▶ **Directions**:
1: In the sensor methods text, at what temperature and for how long was the sensor heated after catalyst deposition?
2: Write out the stretch of the sensor methods text from "Ethylene was supplied" through "in Figure 5.".

--- Start Reading passage ---

Catalyst deposition was performed manually using a fine-tipped brush, allowing for controlled and localized application. Following deposition, the sensor was placed on a hot plate and heated at approximately 200 °C for 30 min to facilitate solvent evaporation, drying, and catalyst solidification.

The bimetallic Pd-Pt catalyst represented a two-layer structure on the GMOS pixel. The first layer was made from a Pd solution, which was heated to form a solid layer before the Pt layer was deposited. Then, the bilayer structure was heated together for solidification.

Note that while sophisticated synthesis methods for Pd-Pt core-shell and alloy nanostructures have been reported in the literature [11,12,13], the focus of this work is on cost-effective and simple technology for gas sensing. Therefore, the decision was made to use commercially available Pd (Heraeus) and Pt (Fraunhofer) catalysts for the GMOS sensor.

2.3. Gas Injection Procedure

Ethylene was supplied from a calibrated gas cylinder containing an air/ethylene mixture (0.02% or 200 ppm ethylene, ±2% accuracy), purchased from CALGAZ [18]. A flow regulator was employed to precisely control the volume of ethylene injected into the system. The experimental setup is presented in Figure 5.

The concentration of ethylene gas in the chamber was calculated using Equation (7), which is based on a fundamental mass balance [19], where the injected gas volume is expressed as the product of the flow rate and the injection time:

$$C_{ch}={\displaystyle \frac{C_0\times f\times t}{V_{ch}+f\times t}}$$

(7)

--- End Reading passage ---
--- Start Provided material ---

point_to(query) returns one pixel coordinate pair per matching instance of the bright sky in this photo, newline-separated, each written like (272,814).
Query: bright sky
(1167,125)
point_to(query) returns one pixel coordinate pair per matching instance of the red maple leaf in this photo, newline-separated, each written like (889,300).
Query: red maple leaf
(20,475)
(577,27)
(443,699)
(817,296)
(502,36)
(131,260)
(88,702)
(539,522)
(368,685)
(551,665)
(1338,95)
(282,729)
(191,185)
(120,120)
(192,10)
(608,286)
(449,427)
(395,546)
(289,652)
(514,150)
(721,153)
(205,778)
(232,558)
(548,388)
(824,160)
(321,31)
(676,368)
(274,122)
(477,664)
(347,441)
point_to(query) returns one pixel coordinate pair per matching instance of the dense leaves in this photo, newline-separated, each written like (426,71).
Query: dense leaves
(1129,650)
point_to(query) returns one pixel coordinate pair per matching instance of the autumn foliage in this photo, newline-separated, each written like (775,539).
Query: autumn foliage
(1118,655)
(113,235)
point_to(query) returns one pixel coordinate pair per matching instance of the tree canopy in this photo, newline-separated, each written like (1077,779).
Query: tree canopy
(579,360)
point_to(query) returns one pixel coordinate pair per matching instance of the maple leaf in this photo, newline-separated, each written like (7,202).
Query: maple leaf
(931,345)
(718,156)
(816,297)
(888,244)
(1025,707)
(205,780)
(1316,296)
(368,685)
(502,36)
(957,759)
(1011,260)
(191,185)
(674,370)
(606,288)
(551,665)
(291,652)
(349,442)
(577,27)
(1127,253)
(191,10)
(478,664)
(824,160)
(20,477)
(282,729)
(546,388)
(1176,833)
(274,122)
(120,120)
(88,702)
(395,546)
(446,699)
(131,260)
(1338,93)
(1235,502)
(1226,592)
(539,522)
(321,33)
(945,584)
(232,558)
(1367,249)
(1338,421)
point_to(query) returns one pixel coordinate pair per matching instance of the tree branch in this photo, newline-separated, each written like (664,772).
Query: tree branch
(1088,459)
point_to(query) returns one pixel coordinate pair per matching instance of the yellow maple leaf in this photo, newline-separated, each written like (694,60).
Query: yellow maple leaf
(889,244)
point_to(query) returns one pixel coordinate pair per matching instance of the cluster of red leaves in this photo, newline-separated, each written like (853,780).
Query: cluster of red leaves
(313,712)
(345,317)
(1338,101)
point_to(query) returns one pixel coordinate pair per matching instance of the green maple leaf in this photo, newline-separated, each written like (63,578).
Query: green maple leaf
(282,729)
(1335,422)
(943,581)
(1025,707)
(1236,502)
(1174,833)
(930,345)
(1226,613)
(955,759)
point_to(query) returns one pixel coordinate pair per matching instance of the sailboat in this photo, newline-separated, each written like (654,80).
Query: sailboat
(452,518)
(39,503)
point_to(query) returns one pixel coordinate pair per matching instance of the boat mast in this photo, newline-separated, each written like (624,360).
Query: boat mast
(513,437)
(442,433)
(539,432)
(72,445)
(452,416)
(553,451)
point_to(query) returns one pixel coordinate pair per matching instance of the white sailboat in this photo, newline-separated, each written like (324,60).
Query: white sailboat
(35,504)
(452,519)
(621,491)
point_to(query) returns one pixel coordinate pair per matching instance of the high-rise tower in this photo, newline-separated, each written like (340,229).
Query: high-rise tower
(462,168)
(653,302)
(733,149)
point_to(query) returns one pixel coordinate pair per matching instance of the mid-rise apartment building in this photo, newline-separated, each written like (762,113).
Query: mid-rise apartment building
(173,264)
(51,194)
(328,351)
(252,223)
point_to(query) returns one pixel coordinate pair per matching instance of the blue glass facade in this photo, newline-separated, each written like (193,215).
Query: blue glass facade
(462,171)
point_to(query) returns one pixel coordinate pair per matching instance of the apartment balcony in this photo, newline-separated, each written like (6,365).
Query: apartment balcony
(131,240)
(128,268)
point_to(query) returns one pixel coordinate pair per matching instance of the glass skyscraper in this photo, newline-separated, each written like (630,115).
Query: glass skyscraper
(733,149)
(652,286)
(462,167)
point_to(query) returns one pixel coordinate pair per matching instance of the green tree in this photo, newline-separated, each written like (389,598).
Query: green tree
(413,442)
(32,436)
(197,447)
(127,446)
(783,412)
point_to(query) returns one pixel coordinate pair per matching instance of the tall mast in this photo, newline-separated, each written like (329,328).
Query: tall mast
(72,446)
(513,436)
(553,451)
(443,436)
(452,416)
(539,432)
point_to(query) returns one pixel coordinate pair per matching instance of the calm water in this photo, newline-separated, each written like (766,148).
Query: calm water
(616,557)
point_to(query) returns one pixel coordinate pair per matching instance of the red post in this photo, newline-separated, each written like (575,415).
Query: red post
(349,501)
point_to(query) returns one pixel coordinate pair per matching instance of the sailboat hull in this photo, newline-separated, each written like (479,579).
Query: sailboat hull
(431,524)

--- End Provided material ---

▶ **Answers in order**:
1: At approximately 200 °C for 30 min.

2:
Ethylene was supplied from a calibrated gas cylinder containing an air/ethylene mixture (0.02% or 200 ppm ethylene, ±2% accuracy), purchased from CALGAZ [18]. A flow regulator was employed to precisely control the volume of ethylene injected into the system. The experimental setup is presented in Figure 5.